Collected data
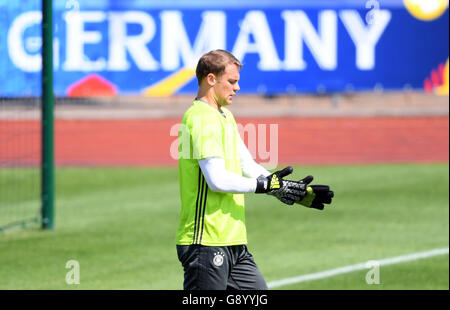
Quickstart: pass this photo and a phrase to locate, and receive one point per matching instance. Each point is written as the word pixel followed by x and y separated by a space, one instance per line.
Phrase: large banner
pixel 150 48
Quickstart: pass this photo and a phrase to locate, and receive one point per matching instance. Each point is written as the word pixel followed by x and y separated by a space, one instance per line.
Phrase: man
pixel 211 238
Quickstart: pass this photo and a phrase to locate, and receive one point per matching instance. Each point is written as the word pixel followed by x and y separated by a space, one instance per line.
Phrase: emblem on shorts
pixel 218 259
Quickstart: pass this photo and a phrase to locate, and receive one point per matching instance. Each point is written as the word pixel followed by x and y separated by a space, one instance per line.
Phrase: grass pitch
pixel 120 224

§ **EXERCISE INSTRUCTIONS**
Set down exactly the lines from the one that contains "Phrase: emblem on shorts" to the final line above, both included, and nothing more.

§ **RESPONSE AREA**
Phrase: emblem on shorts
pixel 218 259
Quickstart: pass this photo and a phrase to locate, and receive one point per matching instance. Each point is written as the word pixel followed by x and y separated by a space, one instance per line.
Phrase: grass pitch
pixel 120 224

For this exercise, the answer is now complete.